Stored records:
====
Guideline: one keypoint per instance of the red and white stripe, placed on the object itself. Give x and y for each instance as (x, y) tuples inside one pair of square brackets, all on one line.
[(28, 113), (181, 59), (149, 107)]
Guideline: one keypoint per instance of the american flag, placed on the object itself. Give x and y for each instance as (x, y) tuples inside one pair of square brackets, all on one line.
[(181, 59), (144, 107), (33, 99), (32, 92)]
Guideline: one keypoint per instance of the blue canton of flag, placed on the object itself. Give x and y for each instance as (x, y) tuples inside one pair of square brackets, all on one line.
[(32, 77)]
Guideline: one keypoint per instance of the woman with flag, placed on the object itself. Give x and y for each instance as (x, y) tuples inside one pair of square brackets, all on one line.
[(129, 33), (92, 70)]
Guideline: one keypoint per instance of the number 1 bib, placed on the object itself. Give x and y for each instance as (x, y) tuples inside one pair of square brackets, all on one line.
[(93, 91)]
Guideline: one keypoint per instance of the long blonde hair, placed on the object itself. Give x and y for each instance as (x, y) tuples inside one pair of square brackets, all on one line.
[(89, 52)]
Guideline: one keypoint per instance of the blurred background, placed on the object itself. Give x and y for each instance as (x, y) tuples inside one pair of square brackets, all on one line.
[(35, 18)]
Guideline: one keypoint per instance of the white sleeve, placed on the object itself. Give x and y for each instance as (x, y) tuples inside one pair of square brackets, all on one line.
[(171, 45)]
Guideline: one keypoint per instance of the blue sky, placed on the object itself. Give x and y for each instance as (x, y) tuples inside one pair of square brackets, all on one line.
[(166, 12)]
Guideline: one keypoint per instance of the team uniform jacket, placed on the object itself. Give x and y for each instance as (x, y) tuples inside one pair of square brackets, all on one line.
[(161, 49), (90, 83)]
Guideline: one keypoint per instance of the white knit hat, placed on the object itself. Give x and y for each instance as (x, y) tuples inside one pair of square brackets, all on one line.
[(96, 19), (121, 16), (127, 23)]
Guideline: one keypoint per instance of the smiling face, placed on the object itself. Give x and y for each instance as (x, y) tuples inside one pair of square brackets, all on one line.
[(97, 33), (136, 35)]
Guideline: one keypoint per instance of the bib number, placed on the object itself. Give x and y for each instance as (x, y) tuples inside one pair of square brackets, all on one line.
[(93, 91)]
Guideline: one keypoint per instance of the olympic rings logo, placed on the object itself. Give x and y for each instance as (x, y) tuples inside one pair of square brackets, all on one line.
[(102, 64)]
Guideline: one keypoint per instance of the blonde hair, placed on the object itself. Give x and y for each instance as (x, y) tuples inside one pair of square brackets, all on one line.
====
> **Your task**
Rewrite the lines starting at the one containing "Guideline: one keypoint per instance of the team" and ending at the one containing "[(97, 33), (136, 35)]", swapping every "keypoint" for "marker" and leaving all else unchanged.

> **Response to the exercise**
Guideline: one marker per instance of the team uniform jacket, placed on the object itself. Give x and y for each instance as (x, y) tuples inside one pair of square brackets, all on one line.
[(161, 49), (90, 83)]
Guideline: one marker per instance of the white knit hat, placed on the object itself. Give x and y for each instance as (x, y) tuples inside one pair of square brackets, all on one line.
[(96, 19), (121, 16), (127, 23)]
Guideline: one marker per instance of the smiling face, placed on the object itself. Give x and y for each instance as (x, y) tuples inside one pair of square brackets, all on one line.
[(97, 33), (136, 35)]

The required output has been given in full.